- Founded: 2000
- Founder: Jono Grant; Paavo Siljamäki;
- Status: Active
- Genre: Electronic; trance; progressive trance; progressive house;
- Location: London, England
- Official website: anjunabeats.com

= Anjunabeats =

British record label

Anjunabeats (/ænˈdʒuːnəˌbiːts/, an-JOO-nə-beets) is a British record label started in 2000 by producers Jonathan "Jono" Grant and Paavo Siljamäki of Above & Beyond. Initially, Anjunabeats was only a trance music label, and it started releasing trance-edged house in 2011. The name Anjuna comes from the name of a beach in Goa, India.

==History==
In 2000, Anjunabeats released its first 12" record, titled Volume One, which was released under Grant and Siljamäki's alias Anjunabeats. As the label got the name Anjunabeats, they decided to produce under different aliases, such as Free State and Dirt Devils. They were soon joined by Tony McGuinness in 2000 after he was asked to collaborate on a remix of Chakra's "Home" and formed Above & Beyond.

> WRITTEN TASKS
a: According to the Anjunabeats text, where does the name Anjuna come from?
b: List every genre named in the genre entry at the top of the Anjunabeats text.
The lines that come next are separate material, unrelated to the Anjunabeats text.

> ENTRIES
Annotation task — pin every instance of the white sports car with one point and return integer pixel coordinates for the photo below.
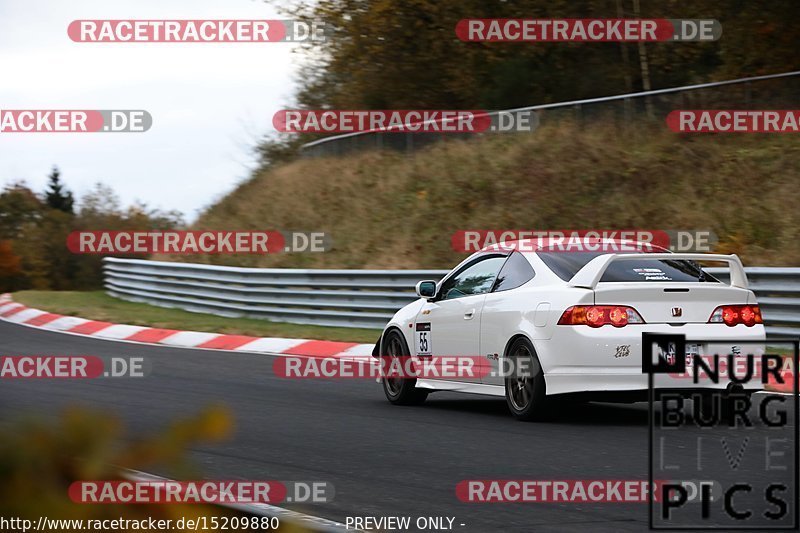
(576, 317)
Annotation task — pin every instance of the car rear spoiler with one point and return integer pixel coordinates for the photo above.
(589, 276)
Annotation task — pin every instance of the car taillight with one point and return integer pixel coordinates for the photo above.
(731, 315)
(600, 315)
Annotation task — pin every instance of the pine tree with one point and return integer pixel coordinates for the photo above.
(58, 197)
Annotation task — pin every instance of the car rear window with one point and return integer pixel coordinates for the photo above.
(567, 264)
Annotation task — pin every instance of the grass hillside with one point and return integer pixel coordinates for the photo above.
(391, 210)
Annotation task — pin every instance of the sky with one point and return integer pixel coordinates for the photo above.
(210, 102)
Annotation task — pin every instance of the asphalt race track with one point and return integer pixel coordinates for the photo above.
(383, 460)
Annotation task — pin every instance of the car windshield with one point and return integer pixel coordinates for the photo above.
(567, 264)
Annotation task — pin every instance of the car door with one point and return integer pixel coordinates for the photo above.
(498, 317)
(449, 324)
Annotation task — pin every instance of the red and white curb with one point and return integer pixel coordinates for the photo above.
(17, 313)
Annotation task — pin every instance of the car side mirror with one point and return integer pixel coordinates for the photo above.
(426, 289)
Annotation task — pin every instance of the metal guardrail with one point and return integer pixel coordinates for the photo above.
(657, 102)
(347, 298)
(352, 298)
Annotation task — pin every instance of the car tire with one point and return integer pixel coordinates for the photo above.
(399, 391)
(526, 393)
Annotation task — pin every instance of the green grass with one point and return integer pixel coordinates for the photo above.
(96, 305)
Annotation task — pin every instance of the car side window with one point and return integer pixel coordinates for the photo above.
(516, 272)
(477, 278)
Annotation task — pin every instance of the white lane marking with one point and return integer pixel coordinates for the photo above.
(270, 344)
(359, 350)
(9, 307)
(118, 331)
(65, 322)
(188, 339)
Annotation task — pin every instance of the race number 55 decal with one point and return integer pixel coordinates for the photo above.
(423, 339)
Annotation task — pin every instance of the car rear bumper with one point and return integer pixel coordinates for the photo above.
(583, 359)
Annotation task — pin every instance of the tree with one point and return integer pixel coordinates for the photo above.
(10, 267)
(57, 196)
(20, 207)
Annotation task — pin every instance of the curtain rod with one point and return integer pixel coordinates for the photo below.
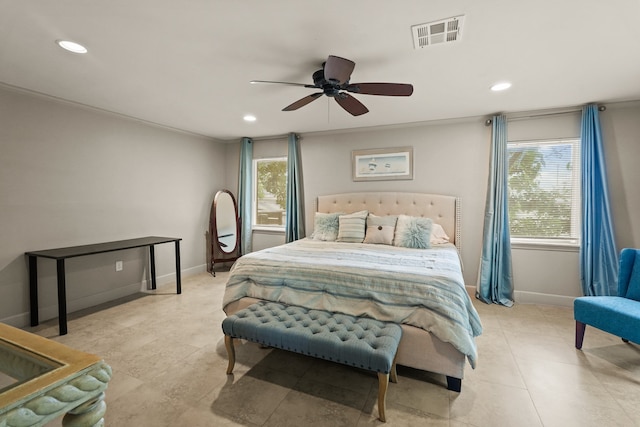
(269, 138)
(488, 122)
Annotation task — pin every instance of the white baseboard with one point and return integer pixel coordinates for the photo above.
(51, 311)
(524, 297)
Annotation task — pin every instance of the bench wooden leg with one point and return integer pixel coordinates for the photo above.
(383, 383)
(231, 352)
(580, 327)
(393, 375)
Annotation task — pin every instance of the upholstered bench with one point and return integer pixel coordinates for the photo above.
(356, 341)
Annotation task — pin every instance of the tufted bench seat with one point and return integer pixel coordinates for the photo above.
(356, 341)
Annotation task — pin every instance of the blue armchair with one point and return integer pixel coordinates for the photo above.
(619, 315)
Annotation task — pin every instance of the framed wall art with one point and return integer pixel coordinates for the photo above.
(382, 164)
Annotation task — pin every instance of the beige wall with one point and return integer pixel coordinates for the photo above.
(71, 176)
(451, 157)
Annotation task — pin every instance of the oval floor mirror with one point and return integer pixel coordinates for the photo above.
(224, 231)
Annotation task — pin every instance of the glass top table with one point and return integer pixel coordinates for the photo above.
(41, 379)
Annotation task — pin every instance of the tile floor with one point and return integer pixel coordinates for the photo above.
(169, 361)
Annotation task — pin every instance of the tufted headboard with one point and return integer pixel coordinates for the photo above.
(442, 209)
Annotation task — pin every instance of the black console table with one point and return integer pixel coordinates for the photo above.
(61, 254)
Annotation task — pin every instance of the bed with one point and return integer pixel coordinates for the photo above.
(437, 316)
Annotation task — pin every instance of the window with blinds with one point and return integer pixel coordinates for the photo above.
(544, 191)
(270, 193)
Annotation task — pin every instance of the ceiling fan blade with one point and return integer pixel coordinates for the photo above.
(387, 89)
(338, 69)
(303, 101)
(352, 105)
(254, 82)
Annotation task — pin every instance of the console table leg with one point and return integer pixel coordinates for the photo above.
(152, 260)
(33, 290)
(178, 284)
(89, 414)
(62, 298)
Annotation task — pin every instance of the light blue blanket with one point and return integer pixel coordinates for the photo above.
(418, 287)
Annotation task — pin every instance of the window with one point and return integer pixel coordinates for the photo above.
(270, 193)
(544, 191)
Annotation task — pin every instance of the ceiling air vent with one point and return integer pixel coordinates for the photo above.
(437, 32)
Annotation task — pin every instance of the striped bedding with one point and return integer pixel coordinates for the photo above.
(418, 287)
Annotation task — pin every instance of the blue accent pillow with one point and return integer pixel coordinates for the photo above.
(413, 232)
(325, 226)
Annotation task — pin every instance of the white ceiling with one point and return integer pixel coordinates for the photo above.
(187, 64)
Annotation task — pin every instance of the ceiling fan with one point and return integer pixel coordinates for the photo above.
(333, 81)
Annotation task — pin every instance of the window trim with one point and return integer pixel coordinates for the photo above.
(275, 229)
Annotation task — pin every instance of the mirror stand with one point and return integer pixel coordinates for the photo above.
(224, 231)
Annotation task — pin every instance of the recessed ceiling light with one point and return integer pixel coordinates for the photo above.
(71, 46)
(500, 86)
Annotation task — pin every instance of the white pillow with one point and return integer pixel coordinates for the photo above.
(438, 235)
(380, 229)
(413, 232)
(351, 228)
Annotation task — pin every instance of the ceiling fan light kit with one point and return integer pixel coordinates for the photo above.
(333, 80)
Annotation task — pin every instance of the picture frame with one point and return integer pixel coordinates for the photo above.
(382, 164)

> ANSWERS TO THE EXERCISES
a: It comes from the name of a beach in Goa, India.

b: Electronic, trance, progressive trance, progressive house